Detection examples

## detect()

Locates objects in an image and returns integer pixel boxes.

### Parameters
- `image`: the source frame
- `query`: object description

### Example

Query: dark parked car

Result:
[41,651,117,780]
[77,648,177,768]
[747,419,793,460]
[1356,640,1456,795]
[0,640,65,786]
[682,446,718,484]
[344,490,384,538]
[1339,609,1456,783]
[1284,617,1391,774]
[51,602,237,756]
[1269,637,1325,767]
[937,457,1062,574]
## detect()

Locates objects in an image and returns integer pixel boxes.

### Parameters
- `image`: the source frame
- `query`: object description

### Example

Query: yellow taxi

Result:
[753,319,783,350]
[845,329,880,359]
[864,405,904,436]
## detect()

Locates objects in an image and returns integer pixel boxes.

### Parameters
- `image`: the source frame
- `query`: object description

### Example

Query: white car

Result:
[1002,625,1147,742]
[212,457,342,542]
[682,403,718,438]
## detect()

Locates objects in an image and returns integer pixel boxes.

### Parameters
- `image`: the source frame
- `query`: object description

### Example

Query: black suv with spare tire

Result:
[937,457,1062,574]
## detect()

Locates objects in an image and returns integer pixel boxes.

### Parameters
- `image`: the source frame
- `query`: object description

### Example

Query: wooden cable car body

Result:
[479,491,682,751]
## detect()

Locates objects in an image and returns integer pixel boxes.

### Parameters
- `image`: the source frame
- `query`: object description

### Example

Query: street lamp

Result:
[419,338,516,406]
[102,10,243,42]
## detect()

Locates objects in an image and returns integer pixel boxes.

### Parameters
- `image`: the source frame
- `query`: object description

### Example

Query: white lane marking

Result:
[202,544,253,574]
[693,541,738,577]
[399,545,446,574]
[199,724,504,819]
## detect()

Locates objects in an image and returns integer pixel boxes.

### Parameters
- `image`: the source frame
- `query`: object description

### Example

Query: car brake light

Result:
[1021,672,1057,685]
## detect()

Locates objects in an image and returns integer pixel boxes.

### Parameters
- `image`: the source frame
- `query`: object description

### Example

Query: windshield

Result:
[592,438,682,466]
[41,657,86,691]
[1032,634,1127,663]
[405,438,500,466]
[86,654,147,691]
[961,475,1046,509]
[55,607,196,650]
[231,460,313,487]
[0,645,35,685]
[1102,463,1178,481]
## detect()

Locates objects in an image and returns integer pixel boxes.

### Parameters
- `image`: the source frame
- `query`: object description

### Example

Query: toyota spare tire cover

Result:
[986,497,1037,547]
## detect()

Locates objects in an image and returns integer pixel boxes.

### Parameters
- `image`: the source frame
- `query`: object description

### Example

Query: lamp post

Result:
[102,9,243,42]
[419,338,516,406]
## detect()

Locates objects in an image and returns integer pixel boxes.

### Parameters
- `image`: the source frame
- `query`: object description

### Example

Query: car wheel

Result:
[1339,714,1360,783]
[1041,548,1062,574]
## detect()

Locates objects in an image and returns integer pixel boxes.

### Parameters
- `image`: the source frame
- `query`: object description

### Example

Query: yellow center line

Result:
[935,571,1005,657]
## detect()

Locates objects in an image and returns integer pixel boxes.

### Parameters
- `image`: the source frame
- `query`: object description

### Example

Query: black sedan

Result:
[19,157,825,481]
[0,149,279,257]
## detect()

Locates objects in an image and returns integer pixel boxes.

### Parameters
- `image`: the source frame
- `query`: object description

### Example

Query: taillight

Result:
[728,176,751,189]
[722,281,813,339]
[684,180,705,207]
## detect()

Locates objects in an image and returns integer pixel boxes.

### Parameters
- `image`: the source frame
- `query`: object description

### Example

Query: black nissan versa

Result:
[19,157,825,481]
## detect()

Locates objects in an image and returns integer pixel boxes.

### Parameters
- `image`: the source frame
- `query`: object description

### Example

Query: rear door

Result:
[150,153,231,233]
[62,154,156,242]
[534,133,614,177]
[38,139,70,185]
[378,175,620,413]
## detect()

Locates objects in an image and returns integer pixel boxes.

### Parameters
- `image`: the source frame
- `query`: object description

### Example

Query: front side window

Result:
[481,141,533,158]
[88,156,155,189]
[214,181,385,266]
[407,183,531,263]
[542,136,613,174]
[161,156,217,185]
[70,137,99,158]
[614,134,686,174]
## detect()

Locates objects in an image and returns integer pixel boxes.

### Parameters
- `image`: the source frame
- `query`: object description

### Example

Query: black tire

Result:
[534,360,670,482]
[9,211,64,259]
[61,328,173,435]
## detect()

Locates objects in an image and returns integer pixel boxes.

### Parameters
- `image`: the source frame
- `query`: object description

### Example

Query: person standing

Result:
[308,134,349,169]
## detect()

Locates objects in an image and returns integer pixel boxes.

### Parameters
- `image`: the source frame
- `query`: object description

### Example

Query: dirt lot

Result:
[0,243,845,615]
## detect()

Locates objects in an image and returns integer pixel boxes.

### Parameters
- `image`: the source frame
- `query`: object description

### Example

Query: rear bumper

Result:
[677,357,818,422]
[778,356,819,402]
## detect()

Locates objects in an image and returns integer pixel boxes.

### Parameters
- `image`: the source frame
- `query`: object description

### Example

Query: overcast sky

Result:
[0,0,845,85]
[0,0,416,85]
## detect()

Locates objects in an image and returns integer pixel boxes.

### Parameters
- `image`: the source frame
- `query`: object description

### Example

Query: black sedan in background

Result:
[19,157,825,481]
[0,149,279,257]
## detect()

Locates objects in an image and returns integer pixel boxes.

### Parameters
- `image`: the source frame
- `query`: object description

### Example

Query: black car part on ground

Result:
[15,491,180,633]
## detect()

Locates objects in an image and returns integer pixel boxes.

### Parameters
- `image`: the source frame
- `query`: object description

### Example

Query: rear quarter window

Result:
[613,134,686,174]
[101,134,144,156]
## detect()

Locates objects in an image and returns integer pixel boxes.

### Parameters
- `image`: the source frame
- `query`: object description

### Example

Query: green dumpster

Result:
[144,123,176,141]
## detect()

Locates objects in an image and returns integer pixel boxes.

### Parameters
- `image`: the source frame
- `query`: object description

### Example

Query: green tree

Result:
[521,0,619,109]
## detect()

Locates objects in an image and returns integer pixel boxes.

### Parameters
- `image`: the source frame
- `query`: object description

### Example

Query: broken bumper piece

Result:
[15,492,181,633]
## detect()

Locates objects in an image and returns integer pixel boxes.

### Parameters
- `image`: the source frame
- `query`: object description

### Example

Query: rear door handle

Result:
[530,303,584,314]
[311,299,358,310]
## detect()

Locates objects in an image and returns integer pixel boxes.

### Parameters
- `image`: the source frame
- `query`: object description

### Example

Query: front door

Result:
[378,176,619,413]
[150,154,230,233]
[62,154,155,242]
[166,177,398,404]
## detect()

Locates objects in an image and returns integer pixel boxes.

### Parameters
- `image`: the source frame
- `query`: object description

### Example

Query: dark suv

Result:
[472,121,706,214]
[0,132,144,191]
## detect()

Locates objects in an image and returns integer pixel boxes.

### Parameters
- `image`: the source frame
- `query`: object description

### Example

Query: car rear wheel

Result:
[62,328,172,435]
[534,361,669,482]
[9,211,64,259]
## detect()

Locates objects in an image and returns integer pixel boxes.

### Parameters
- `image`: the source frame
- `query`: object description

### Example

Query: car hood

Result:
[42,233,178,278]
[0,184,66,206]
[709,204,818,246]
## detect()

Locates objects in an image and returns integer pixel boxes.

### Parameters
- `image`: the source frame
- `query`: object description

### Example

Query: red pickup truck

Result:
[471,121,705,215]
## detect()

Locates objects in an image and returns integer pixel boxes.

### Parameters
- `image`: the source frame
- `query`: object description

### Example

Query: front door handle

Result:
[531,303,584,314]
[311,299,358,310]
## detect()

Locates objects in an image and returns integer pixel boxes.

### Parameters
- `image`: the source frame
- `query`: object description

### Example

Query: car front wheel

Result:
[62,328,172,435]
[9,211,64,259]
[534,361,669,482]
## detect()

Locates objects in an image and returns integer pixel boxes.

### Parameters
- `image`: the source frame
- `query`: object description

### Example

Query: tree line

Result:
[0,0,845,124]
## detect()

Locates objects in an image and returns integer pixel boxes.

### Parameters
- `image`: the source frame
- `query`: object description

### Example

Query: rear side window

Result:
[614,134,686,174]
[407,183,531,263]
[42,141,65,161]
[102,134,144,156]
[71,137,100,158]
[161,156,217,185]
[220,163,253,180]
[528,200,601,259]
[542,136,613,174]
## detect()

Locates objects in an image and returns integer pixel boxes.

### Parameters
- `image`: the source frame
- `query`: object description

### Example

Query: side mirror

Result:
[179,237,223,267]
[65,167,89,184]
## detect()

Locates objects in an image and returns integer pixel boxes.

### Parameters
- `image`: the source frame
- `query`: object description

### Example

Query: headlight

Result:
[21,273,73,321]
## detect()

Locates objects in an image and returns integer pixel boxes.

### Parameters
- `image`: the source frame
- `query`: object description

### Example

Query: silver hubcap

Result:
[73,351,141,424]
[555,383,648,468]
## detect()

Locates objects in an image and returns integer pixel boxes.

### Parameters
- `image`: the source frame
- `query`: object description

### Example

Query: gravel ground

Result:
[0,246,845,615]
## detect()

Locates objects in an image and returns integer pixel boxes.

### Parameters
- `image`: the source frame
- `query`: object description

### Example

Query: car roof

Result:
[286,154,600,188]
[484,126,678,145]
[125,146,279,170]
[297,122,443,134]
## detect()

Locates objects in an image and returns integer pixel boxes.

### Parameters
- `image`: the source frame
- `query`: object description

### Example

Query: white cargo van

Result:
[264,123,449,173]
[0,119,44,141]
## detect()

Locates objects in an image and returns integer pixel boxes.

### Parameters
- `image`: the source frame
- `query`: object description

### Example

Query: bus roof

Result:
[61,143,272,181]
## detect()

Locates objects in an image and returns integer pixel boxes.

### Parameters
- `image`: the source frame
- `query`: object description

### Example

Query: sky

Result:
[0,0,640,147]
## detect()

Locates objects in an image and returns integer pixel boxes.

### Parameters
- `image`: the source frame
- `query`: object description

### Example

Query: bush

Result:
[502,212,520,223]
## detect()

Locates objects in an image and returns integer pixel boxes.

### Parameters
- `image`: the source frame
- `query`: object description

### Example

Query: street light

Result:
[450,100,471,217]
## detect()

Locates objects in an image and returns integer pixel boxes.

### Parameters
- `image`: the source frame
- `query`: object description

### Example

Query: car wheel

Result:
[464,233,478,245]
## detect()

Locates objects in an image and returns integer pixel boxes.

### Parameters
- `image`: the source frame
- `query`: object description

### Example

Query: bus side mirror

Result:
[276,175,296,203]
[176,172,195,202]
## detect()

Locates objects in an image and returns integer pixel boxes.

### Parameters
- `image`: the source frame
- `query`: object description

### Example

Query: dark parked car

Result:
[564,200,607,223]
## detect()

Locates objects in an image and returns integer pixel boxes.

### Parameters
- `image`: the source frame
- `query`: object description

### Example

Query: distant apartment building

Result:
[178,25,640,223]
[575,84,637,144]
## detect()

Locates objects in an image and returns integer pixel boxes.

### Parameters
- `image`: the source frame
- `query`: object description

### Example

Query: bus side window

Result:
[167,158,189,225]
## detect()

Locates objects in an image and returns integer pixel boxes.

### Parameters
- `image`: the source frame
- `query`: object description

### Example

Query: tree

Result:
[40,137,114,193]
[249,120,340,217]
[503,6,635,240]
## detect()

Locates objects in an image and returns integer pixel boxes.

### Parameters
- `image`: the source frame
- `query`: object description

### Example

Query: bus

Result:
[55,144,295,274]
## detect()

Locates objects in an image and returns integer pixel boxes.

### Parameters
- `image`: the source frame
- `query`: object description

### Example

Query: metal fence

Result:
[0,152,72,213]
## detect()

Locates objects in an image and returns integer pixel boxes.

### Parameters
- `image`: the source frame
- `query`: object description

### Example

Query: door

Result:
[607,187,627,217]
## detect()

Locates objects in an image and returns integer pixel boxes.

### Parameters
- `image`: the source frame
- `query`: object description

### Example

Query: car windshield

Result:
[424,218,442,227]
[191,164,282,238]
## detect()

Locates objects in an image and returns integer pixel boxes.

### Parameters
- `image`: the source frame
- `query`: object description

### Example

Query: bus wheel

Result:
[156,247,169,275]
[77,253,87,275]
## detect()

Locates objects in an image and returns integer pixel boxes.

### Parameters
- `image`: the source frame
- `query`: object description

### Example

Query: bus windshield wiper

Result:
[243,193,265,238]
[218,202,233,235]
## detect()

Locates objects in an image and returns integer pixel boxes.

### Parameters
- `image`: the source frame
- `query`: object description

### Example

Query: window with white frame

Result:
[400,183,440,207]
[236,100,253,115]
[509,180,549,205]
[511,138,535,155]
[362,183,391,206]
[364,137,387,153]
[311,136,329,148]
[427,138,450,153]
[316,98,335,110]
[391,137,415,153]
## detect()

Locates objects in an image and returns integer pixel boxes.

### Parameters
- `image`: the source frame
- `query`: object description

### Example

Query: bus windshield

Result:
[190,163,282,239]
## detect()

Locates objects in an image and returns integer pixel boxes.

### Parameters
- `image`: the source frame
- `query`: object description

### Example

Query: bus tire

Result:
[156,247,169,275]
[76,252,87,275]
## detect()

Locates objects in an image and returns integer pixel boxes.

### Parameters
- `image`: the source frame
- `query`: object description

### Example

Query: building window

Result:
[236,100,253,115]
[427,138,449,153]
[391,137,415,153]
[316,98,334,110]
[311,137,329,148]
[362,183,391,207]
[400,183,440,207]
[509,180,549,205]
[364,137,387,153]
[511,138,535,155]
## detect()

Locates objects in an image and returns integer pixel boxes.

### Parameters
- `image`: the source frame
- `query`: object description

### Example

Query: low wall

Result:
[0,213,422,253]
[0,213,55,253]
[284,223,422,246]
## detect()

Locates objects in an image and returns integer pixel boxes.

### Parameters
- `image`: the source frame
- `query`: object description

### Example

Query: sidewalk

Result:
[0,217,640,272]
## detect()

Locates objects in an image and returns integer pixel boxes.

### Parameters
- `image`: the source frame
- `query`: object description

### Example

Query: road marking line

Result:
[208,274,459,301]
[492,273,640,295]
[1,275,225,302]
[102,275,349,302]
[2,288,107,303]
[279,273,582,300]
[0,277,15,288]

- _WHAT TO DO_
Which lines in the rows above contain the string "front"? Extract every such line, treating uppercase and lowercase as different.

- _EXERCISE ANSWER_
Query: front side window
Query: front door
Query: front door handle
Query: car front wheel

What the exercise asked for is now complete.